+++ Aangeleverd fragment

Fading brengt een selectie kunstwerken samen van veertig Belgische kunstenaars. Zou je je beledigd voelen wanneer je niet tussen de veertig verkozen kunstenaars zou hangen?
Peter Weidenbaum: Zeker niet. In België heeft geen enkel museum een werk van mij en ik voel me daar op geen enkele manier door beledigd.
Peter Weidenbaum geeft me eerst een rondleiding in zijn ‘oud’ atelier, waar hij zijn zeefdrukken maakt.
Weidenbaum: In dit atelier maak ik zo’n honderdtal zeefdrukken per jaar in een oplage van een dertigtal exemplaren. Meestal toon ik die zeefdrukken niet.
Denk je dat het publiek je zeefdrukken pas dan zal kunnen appreciëren wanneer je het ‘helemaal’ als schilder gemaakt hebt?
Weidenbaum: Ik denk dat voor veel mensen die naar grafiek kijken, de techniek in de weg staat. Ze kijken niet naar het beeld, maar hoe dat beeld is opgebouwd. Ik ben ervan overtuigd dat als er wat tijd overgaat, de mensen naar het beeld an sich zullen kijken. Neem nu Andy Warhol, die vertrekt vanuit een industrieel procedé om zijn grafiek te maken. Ikzelf vertrek onder meer van quadridruk, een procedé dat in de industrie gebruikt wordt.
Heb je dat zeefdrukken per se nodig naast het schilderen – waarvoor je toch gekend bent – en de installaties die je maakt?
PW: Het is eigen aan de hedendaagse kunst dat kunstenaars met verschillende media bezig zijn. Bij het oeuvre dat ik aan het maken ben, is het soms onduidelijk wat het één met het ander te maken heeft, maar van op een afstand bekeken zie ik dat daar toch een duidelijke lijn in zit. Waarom ik van het ene beeld in mijn hoofd geen schilderij maak maar een zeefdruk of waarom ik een bepaalde film niet afwerk, maar er wel een schilderij van maak, vult zichzelf in. Bij de meeste van mijn beelden vertrek ik van kortfilmpjes die ik gemaakt heb of van bestaande beelden op internet.

++++++

- Gegeven opdracht 1: Zet de regels uit de lijst vanaf de regel met "Where can the cloud" tot en met de laatste regel van de lijst in een Markdown-tabel met de kolommen Nr en Regel. Nr bevat het rijnummer, en lege regels laat je weg.

+++ Getoonde gegevens

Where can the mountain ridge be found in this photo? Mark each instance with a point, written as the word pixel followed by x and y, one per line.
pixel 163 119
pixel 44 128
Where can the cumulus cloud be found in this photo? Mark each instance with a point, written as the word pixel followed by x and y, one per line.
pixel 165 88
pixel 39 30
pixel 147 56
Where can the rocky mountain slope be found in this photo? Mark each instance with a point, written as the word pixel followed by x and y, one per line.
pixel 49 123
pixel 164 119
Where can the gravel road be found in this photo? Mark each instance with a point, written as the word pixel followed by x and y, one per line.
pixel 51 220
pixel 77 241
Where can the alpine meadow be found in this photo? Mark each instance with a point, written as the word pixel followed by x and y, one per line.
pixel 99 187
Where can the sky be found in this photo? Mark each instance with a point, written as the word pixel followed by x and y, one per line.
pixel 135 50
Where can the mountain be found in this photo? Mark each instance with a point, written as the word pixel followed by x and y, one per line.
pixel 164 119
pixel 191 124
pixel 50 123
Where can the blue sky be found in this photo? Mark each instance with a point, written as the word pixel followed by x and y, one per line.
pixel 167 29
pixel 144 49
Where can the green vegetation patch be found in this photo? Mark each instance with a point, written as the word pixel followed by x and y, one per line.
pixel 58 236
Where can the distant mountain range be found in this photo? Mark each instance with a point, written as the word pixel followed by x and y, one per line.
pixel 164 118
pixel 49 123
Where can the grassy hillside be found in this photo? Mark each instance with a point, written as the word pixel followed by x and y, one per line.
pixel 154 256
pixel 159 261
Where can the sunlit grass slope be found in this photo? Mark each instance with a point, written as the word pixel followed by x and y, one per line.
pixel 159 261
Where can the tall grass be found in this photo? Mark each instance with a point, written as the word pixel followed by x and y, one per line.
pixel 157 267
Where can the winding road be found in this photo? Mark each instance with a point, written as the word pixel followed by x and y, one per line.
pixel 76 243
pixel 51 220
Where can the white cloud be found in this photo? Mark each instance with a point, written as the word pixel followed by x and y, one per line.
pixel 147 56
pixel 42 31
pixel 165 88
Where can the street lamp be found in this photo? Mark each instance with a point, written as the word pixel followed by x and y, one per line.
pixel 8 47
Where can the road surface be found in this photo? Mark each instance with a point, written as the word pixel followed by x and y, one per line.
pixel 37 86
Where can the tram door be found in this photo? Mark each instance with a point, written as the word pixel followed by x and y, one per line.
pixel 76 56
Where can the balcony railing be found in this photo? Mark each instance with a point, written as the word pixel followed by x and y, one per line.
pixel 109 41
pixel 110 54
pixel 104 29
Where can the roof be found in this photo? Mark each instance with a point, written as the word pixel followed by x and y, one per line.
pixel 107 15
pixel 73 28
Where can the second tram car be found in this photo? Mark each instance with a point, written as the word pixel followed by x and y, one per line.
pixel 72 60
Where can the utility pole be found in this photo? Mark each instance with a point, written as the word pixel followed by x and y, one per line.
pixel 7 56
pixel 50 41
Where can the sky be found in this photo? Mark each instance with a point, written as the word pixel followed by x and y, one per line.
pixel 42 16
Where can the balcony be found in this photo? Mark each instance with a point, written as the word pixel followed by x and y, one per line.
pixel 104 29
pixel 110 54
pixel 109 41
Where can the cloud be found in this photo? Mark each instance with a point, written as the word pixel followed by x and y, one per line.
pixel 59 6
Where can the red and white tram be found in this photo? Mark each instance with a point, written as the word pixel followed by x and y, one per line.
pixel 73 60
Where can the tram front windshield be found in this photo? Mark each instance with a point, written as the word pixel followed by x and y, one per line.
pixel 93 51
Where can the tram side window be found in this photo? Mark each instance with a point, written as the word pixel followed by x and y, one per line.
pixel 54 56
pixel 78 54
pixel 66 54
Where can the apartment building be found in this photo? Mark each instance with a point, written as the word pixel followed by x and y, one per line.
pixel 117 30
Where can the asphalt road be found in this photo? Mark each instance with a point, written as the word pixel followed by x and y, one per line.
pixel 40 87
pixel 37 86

++++++

- Gegeven opdracht 2: Hoeveel zeefdrukken maakt Peter Weidenbaum volgens het fragment per jaar in zijn oude atelier?

- Geschreven antwoord 1:
| Nr | Regel |
|---|---|
| 1 | Where can the cloud be found in this photo? Mark each instance with a point, written as the word pixel followed by x and y, one per line. |
| 2 | pixel 59 6 |
| 3 | Where can the red and white tram be found in this photo? Mark each instance with a point, written as the word pixel followed by x and y, one per line. |
| 4 | pixel 73 60 |
| 5 | Where can the tram front windshield be found in this photo? Mark each instance with a point, written as the word pixel followed by x and y, one per line. |
| 6 | pixel 93 51 |
| 7 | Where can the tram side window be found in this photo? Mark each instance with a point, written as the word pixel followed by x and y, one per line. |
| 8 | pixel 54 56 |
| 9 | pixel 78 54 |
| 10 | pixel 66 54 |
| 11 | Where can the apartment building be found in this photo? Mark each instance with a point, written as the word pixel followed by x and y, one per line. |
| 12 | pixel 117 30 |
| 13 | Where can the asphalt road be found in this photo? Mark each instance with a point, written as the word pixel followed by x and y, one per line. |
| 14 | pixel 40 87 |
| 15 | pixel 37 86 |

- Geschreven antwoord 2: Zo'n honderdtal zeefdrukken per jaar.